** Start of SOURCE RECORDS **
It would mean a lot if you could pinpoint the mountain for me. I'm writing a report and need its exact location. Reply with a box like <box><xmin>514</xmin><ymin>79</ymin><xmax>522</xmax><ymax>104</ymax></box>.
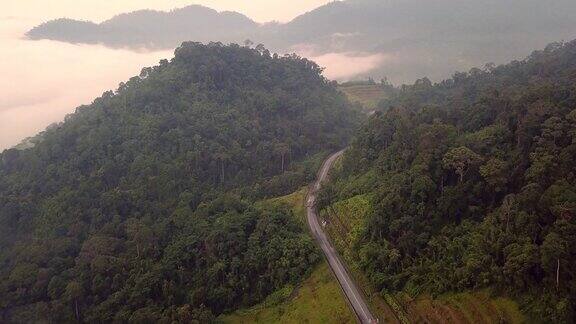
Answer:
<box><xmin>28</xmin><ymin>0</ymin><xmax>576</xmax><ymax>83</ymax></box>
<box><xmin>319</xmin><ymin>41</ymin><xmax>576</xmax><ymax>323</ymax></box>
<box><xmin>26</xmin><ymin>5</ymin><xmax>258</xmax><ymax>49</ymax></box>
<box><xmin>0</xmin><ymin>43</ymin><xmax>357</xmax><ymax>323</ymax></box>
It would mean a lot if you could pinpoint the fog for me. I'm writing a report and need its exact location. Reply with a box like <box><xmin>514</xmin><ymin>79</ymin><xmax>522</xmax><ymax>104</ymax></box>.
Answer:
<box><xmin>0</xmin><ymin>17</ymin><xmax>384</xmax><ymax>150</ymax></box>
<box><xmin>0</xmin><ymin>17</ymin><xmax>172</xmax><ymax>150</ymax></box>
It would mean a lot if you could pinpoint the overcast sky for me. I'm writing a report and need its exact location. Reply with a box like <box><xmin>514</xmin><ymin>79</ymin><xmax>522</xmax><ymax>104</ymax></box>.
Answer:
<box><xmin>2</xmin><ymin>0</ymin><xmax>330</xmax><ymax>22</ymax></box>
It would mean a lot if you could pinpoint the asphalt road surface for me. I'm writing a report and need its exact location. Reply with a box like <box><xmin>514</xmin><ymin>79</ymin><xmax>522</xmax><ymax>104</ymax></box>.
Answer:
<box><xmin>306</xmin><ymin>151</ymin><xmax>377</xmax><ymax>323</ymax></box>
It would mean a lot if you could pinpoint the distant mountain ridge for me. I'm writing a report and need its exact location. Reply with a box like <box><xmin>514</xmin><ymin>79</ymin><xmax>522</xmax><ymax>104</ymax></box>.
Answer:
<box><xmin>27</xmin><ymin>0</ymin><xmax>576</xmax><ymax>83</ymax></box>
<box><xmin>26</xmin><ymin>5</ymin><xmax>258</xmax><ymax>50</ymax></box>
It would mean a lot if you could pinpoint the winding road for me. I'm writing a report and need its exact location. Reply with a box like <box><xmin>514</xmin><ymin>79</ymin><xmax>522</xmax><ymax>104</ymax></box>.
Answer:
<box><xmin>306</xmin><ymin>150</ymin><xmax>378</xmax><ymax>324</ymax></box>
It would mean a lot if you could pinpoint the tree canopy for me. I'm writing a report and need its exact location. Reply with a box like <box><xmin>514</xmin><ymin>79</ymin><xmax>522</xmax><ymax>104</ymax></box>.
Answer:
<box><xmin>320</xmin><ymin>41</ymin><xmax>576</xmax><ymax>322</ymax></box>
<box><xmin>0</xmin><ymin>43</ymin><xmax>356</xmax><ymax>323</ymax></box>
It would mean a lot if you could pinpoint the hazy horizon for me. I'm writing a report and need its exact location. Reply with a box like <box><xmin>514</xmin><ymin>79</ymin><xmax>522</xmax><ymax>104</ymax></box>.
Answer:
<box><xmin>0</xmin><ymin>0</ymin><xmax>576</xmax><ymax>151</ymax></box>
<box><xmin>0</xmin><ymin>0</ymin><xmax>332</xmax><ymax>151</ymax></box>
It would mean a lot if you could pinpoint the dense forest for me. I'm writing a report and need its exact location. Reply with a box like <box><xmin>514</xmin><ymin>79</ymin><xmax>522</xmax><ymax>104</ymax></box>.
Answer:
<box><xmin>0</xmin><ymin>43</ymin><xmax>357</xmax><ymax>323</ymax></box>
<box><xmin>319</xmin><ymin>41</ymin><xmax>576</xmax><ymax>323</ymax></box>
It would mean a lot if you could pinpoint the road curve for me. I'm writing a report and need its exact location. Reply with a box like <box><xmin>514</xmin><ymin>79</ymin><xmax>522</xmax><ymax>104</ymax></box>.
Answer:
<box><xmin>306</xmin><ymin>150</ymin><xmax>377</xmax><ymax>324</ymax></box>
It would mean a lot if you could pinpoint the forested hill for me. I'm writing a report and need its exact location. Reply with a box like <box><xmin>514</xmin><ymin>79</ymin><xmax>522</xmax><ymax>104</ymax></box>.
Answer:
<box><xmin>320</xmin><ymin>41</ymin><xmax>576</xmax><ymax>323</ymax></box>
<box><xmin>0</xmin><ymin>43</ymin><xmax>356</xmax><ymax>323</ymax></box>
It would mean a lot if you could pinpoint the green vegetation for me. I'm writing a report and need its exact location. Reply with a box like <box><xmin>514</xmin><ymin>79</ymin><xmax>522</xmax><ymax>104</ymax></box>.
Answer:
<box><xmin>319</xmin><ymin>42</ymin><xmax>576</xmax><ymax>323</ymax></box>
<box><xmin>219</xmin><ymin>187</ymin><xmax>356</xmax><ymax>323</ymax></box>
<box><xmin>0</xmin><ymin>43</ymin><xmax>356</xmax><ymax>323</ymax></box>
<box><xmin>338</xmin><ymin>80</ymin><xmax>395</xmax><ymax>112</ymax></box>
<box><xmin>220</xmin><ymin>262</ymin><xmax>356</xmax><ymax>324</ymax></box>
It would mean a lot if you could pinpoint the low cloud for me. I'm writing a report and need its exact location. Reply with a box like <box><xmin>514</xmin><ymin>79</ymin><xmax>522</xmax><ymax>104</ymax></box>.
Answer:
<box><xmin>0</xmin><ymin>20</ymin><xmax>172</xmax><ymax>151</ymax></box>
<box><xmin>290</xmin><ymin>44</ymin><xmax>392</xmax><ymax>81</ymax></box>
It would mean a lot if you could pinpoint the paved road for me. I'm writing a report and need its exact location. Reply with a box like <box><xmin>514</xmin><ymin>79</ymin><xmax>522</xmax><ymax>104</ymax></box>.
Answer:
<box><xmin>306</xmin><ymin>151</ymin><xmax>377</xmax><ymax>324</ymax></box>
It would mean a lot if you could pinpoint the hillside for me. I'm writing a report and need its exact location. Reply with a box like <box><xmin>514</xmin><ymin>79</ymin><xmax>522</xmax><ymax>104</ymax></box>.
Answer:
<box><xmin>319</xmin><ymin>41</ymin><xmax>576</xmax><ymax>323</ymax></box>
<box><xmin>28</xmin><ymin>0</ymin><xmax>576</xmax><ymax>84</ymax></box>
<box><xmin>0</xmin><ymin>43</ymin><xmax>356</xmax><ymax>323</ymax></box>
<box><xmin>26</xmin><ymin>5</ymin><xmax>258</xmax><ymax>49</ymax></box>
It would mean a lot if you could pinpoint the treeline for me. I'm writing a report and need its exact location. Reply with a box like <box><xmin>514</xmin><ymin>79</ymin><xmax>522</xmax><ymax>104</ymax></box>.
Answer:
<box><xmin>320</xmin><ymin>42</ymin><xmax>576</xmax><ymax>322</ymax></box>
<box><xmin>0</xmin><ymin>43</ymin><xmax>356</xmax><ymax>323</ymax></box>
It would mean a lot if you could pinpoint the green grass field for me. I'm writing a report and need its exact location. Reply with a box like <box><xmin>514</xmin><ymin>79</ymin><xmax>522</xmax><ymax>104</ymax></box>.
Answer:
<box><xmin>338</xmin><ymin>84</ymin><xmax>388</xmax><ymax>112</ymax></box>
<box><xmin>321</xmin><ymin>195</ymin><xmax>525</xmax><ymax>324</ymax></box>
<box><xmin>219</xmin><ymin>262</ymin><xmax>356</xmax><ymax>323</ymax></box>
<box><xmin>218</xmin><ymin>188</ymin><xmax>356</xmax><ymax>323</ymax></box>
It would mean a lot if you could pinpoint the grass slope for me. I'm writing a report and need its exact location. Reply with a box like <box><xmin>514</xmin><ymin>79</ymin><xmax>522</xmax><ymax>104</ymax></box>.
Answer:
<box><xmin>220</xmin><ymin>262</ymin><xmax>356</xmax><ymax>323</ymax></box>
<box><xmin>219</xmin><ymin>188</ymin><xmax>356</xmax><ymax>323</ymax></box>
<box><xmin>321</xmin><ymin>187</ymin><xmax>525</xmax><ymax>324</ymax></box>
<box><xmin>338</xmin><ymin>84</ymin><xmax>388</xmax><ymax>112</ymax></box>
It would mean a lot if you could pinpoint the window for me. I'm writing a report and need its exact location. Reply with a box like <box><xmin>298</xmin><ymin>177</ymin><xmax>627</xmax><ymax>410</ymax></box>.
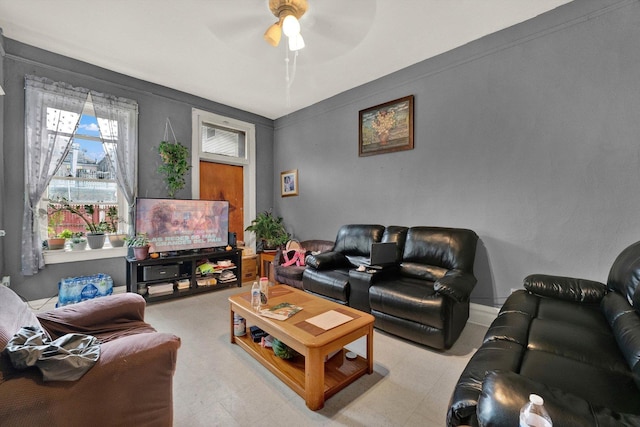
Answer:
<box><xmin>201</xmin><ymin>122</ymin><xmax>246</xmax><ymax>159</ymax></box>
<box><xmin>22</xmin><ymin>75</ymin><xmax>138</xmax><ymax>276</ymax></box>
<box><xmin>40</xmin><ymin>105</ymin><xmax>128</xmax><ymax>241</ymax></box>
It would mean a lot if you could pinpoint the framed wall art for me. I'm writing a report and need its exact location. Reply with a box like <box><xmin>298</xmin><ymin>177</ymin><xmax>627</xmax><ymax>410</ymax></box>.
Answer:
<box><xmin>280</xmin><ymin>169</ymin><xmax>298</xmax><ymax>197</ymax></box>
<box><xmin>358</xmin><ymin>95</ymin><xmax>413</xmax><ymax>157</ymax></box>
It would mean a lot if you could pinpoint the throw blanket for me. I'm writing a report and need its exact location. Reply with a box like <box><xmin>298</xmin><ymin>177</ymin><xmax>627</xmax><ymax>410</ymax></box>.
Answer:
<box><xmin>4</xmin><ymin>326</ymin><xmax>100</xmax><ymax>381</ymax></box>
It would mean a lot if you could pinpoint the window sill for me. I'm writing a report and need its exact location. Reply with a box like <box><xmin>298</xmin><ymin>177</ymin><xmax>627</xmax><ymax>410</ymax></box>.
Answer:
<box><xmin>43</xmin><ymin>247</ymin><xmax>128</xmax><ymax>264</ymax></box>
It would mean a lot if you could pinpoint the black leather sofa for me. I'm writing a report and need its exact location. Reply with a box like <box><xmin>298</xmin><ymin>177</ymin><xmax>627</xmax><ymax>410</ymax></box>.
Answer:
<box><xmin>272</xmin><ymin>239</ymin><xmax>333</xmax><ymax>289</ymax></box>
<box><xmin>447</xmin><ymin>242</ymin><xmax>640</xmax><ymax>427</ymax></box>
<box><xmin>302</xmin><ymin>224</ymin><xmax>478</xmax><ymax>350</ymax></box>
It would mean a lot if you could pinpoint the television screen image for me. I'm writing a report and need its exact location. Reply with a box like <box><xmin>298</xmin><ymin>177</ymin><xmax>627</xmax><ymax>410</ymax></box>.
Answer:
<box><xmin>136</xmin><ymin>198</ymin><xmax>229</xmax><ymax>252</ymax></box>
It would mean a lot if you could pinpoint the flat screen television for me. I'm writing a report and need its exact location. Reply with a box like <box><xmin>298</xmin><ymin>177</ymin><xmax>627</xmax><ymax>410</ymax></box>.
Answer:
<box><xmin>135</xmin><ymin>197</ymin><xmax>229</xmax><ymax>252</ymax></box>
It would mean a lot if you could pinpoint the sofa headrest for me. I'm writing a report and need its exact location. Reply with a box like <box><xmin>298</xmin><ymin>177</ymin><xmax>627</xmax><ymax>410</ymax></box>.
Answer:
<box><xmin>607</xmin><ymin>242</ymin><xmax>640</xmax><ymax>312</ymax></box>
<box><xmin>333</xmin><ymin>224</ymin><xmax>384</xmax><ymax>256</ymax></box>
<box><xmin>402</xmin><ymin>227</ymin><xmax>478</xmax><ymax>273</ymax></box>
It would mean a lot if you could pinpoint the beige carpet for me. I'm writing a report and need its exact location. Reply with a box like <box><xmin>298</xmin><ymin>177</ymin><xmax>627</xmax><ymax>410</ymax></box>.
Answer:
<box><xmin>141</xmin><ymin>285</ymin><xmax>487</xmax><ymax>427</ymax></box>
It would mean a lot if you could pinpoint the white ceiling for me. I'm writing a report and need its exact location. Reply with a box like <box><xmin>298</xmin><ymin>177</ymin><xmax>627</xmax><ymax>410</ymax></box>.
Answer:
** End of SOURCE RECORDS **
__WHAT YOU SHOULD DO__
Count the lines in the items above that contain the word "mountain". Reply with the number alone.

__COMPLETED EXERCISE__
2